TASK 1: Write out the part of the food-sharing restrictions excerpt that opens with the words containing "Many people are" and closes with "the past year.".
TASK 2: Using the food-sharing restrictions excerpt, say whether each statement agrees with it, answering yes or no and quoting the deciding words: (a) Gainesville, Florida limited soup kitchens to serving 130 people in one day. (b) Myrtle Beach, South Carolina charges groups a fee for food-sharing permits. (c) The City of Orlando's appeal of the federal court decision has been resolved.

Sunday, February 13, 2011

A PLACE AT THE TABLE (an excerpt)

Three years after the 2007 publication of Feeding Intolerance: Prohibitions on Sharing Food with People Experiencing Homelessness, cities still choose to implement measures that criminalize homelessness and, at times, penalize those who serve homeless persons.

These measures, such as anti-camping laws, often target activities homeless people are forced to do in public spaces because of their lack of a home or shelter.

This report specifically focuses on ordinances, policies, and tactics that
discourage or prohibit individuals and groups from sharing food with homeless persons. Uncomfortable with visible homelessness in their communities and influenced by myths about homeless people’s food access, cities use food sharing restrictions to move homeless people out of sight, an action that often exacerbates the challenges people experiencing homelessness face each day just to survive.

The report also highlights constructive alternatives to food sharing restrictions, in the form of innovative programs that both adults and youth are implementing to share food with people experiencing homelessness in their communities.

Increasing Homelessness and Hunger Across the U.S.
Many people are confronting homelessness and hunger in the current economic recession, some for the first time. The 2009 Hunger and Homelessness Survey conducted by the U.S. Conference of Mayors found:
*82% (22 of 27) of cities surveyed, in 2009, reported having to make adjustments to
accommodate an increase in the demand for shelter over the past year.
*25% of requests for emergency food assistance went unmet in 2009.
*26% was the average increase in demand for assistance reported by cities in 2009, which represents the largest average increase since 1991.

Growing Restrictions by Cities on Food Sharing
More cities have chosen to target homeless individuals by restricting groups or individuals who share food with homeless people in private and public spaces, since 2007. Examples of these measures include:

*Gainesville, Florida began enforcing a rule limiting the number of meals that soup
kitchens may serve to 130 people in one day.

* Phoenix, Arizona used zoning laws to stop a local church from serving breakfast to
community members, including many homeless people, outside a local church.

*Myrtle Beach, South Carolina adopted an ordinance that restricts food sharing with
homeless people in public parks. Although permits are free, groups may only obtain a
permit four times a year.

Legal Challenges and Human Rights Implications
Such restrictions raise legal issues, and some have been challenged in court. For example:

▪ In Orlando, Florida the American Civil Liberties Union (ACLU) filed a lawsuit against the City of Orlando on behalf of local organizations, challenging a 2006 law requiring a groups sharing food with 25 or more people to obtain a permit that was only available twice a year per park. A federal district court found the law to be unconstitutional and in violation of Free Exercise of Religion and Freedom of Speech in October of 2008. The city has appealed the decision and the appeal is pending.

DATA:
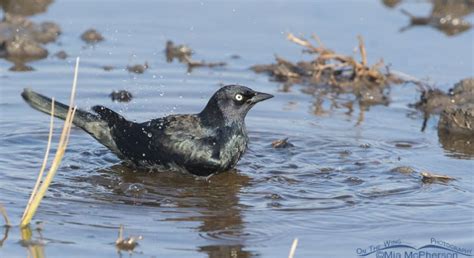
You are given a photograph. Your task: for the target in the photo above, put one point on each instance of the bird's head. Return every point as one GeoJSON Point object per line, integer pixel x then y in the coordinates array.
{"type": "Point", "coordinates": [231, 104]}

PROBLEM SOLUTION 1:
Many people are confronting homelessness and hunger in the current economic recession, some for the first time. The 2009 Hunger and Homelessness Survey conducted by the U.S. Conference of Mayors found:
*82% (22 of 27) of cities surveyed, in 2009, reported having to make adjustments to
accommodate an increase in the demand for shelter over the past year.

PROBLEM SOLUTION 2:
(a) Yes: "limiting the number of meals that soup kitchens may serve to 130 people in one day."
(b) No: "Although permits are free, groups may only obtain a permit four times a year."
(c) No: "The city has appealed the decision and the appeal is pending."